> [TASK LIST]
A. In the passage below on data citation and usage metrics, why do all links that OpenAIRE exports carry provenance information?
B. Extend the text below on data citation and usage metrics, starting after its final sentence.

> [PROVIDED PASSAGE]
________
Dataset metadata can be enriched with links between literature (related resources) and data by including the related identifier. The DataCite Metadata Schema supports the relatedIdentifier property which is used to generally connect an object to other related resources, in this case datasets to articles. The identifiers used by this property must be globally unique. The relatedIdentifierType indicates the type of identifier, e.g. DOI. relationType describes the relationship of the resource being registered with a DOI and the related resource. To describe the relationship between datasets and articles, IsReferencedBy, References, IsSupplementTo or IsSupplementedBy are usually appropriate, depending on the actual relationship. In most cases, a dataset IsSupplementTo an article or a dataset IsReferencedBy an article. The metadata schema also includes “resourceTypeGeneral” to describe the resource type of the related resource, e.g. “Text” for a journal article with Crossref DOI.

When these elements are added to the metadata that is registered with DataCite, the information about the links will automatically become openly available.

2.4. Contributing data citations: institutional repositories

For data centers that do not assign DataCite DOIs to datasets, OpenAIRE is currently the best place to deposit article-data links. Institutional repositories can export metadata descriptions of their datasets with links to articles as Dublin Core records or as Scholix records and register with OpenAIRE’s Scholexplorer Service () as a data source. Scholexplorer will bulk collect metadata records from the repository APIs; Scholexplorer is compatible with the OAI-PMH protocol or REST search APIs that allow collection of all records with a paging system (collecting by means of several calls) and with “last date of indexing” (incremental approach). Scholexplorer will then enrich its graph of article-dataset links with the ones collected from the repository, de-duplicate when necessary, and expose all links as Scholix records via APIs on behalf of the registered repository. All links exported by OpenAIRE carry provenance information about the data sources that provided the links (more than one source may have provided the same link), to ensure visibility of the contributing repositories and provide a degree of trust to the consuming services. OpenAIRE asks the database to display the Scholix logo on their website and indicate that it is harvested by Scholexplorer.

3. Data Usage Metrics

3.1. Standards for data usage metrics

Following the Scholix initiative and the related work of the RDA Data Citation WG, it was clear that there are broader metrics for data that the community needs to address. With the Scholix working group focusing on the relationships between articles and datasets and the Data Citation Working Group addressing challenges related to dynamic data citation (), there was a need for a working group to define usage for data. The Data Usage Metrics WG started in 2018 and focuses on metrics that reflect usage of research data. The group is working to build a comprehensive list of use cases that covers the spectrum of types of ‘usage metrics’ that may apply to research data, build a recommendation for community guidance on what types of usage metrics should be applied at the data and repositories levels, and drive adoption of usage metrics across the research landscape. Specifically, the working group is aimed at outlining the barriers to adoption of data-level-metrics standards and current implementations of usage metrics across the data repository landscape. These conversations, surveys, and findings will aid in defining recommendations for types of data and associated metrics that repositories should be considering. The group works closely with the Make Data Count project and leverages the COUNTER code of practice for research data (below).
________
> [DATASET EXTRACT]
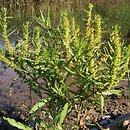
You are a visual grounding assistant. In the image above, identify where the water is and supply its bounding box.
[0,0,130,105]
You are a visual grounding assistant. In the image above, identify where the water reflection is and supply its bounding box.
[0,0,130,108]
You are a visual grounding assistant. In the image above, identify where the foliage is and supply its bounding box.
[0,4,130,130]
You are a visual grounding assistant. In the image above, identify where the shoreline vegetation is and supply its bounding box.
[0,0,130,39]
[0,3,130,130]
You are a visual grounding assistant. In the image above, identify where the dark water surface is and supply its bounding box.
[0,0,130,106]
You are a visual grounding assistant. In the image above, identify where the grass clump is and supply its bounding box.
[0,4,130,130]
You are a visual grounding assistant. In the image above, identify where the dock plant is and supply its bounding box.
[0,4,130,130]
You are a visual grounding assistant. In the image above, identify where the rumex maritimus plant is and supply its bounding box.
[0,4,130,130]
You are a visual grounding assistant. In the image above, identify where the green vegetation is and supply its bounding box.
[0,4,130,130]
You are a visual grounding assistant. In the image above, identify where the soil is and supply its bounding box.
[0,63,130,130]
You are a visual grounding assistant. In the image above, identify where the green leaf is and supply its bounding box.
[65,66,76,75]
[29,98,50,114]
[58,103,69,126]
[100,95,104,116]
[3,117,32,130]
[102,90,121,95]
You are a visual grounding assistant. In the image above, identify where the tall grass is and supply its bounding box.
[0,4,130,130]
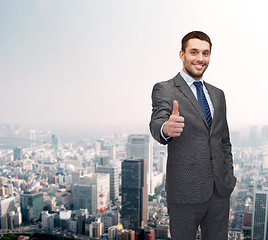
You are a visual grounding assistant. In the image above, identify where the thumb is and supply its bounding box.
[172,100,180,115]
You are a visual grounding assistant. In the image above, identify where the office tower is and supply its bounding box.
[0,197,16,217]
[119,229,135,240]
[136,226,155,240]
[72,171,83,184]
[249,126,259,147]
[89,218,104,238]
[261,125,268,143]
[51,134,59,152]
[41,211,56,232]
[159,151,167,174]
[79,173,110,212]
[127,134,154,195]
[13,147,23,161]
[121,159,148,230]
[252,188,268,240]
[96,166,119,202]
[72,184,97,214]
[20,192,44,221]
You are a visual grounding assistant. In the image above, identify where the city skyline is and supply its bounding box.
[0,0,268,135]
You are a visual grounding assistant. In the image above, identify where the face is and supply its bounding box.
________
> [SOLVED TASKS]
A. They carry provenance information about the data sources that provided each link so that the contributing repositories stay visible. It also gives the services that consume the links a degree of trust in them.

B.
3.2 Contributing data usage metrics

Data are different and more complex than articles in regard to counting usage. Data are more than just a PDF, they can be versioned, they have multiple components, and they are accessed and used in a variety of ways by humans and machines. Because of this, a standard recommendation for data usage metrics was necessary (). The Make Data Count project has been working on developing a standard and corresponding infrastructure and COUNTER formally endorsed this as the official COUNTER recommendation for data. The WG is using this Code of Practice as a starting point for further recommendations.

This first release of the Code of Practice for Research Data specifically targets research data usage. The recommendations are aligned as much as possible with the COUNTER Code of Practice Release 5 for the major categories of e-resources (journals, databases, books, reference works, and multimedia databases) and mainly concern views and downloads – called investigations and requests in the Code of Practice. Many definitions, processing rules and reporting recommendations apply to research data in the same way as they apply to other resources. The Code of Practice for Research Data enables the reporting of usage statistics by different data repositories following common best practices, and thus is an essential step towards realizing usage statistics as a metric available to the community to better understand how publicly available datasets are being reused.

As a first example, utilizing the COUNTER standard, developers at California Digital Library developed an open source Python tool for log processing () and all processes are documented in a “how-to” format so that the tool can be reused by other data repositories.

The resulting reports are sent to DataCite, where the reports are processed and usage counts for individual DOIs are made available (see below). Figure 3 shows how usage statistics and citations feed into the same hub to be shared with the community.

Figure 3

Framework of the Make Data Count project. Repositories process log files against the new Code of Practice and these processed files feed into the same hub as the article-data links collected following the Scholix framework. All this information is made openly available to the community so organizations can develop and display DLMs.

4. Consuming data usage statistics and citations

The citations and usage statistics contributed by data repositories and publishers are made openly available to the community via APIs. Crossref and DataCite developed Event Data, a shared underlying infrastructure that holds (among other things) all citations that are contributed as part of article and dataset metadata. Crossref and DataCite each have their own API through which they make these citations available.

Services such as Scholexplorer retrieve data citations from the Crossref Event Data service using this Scholix API endpoint: http:/api.eventdata.crossref.org/v1/events/scholix.

Scholexplorer combines this information with the citations that are provided to OpenAIRE.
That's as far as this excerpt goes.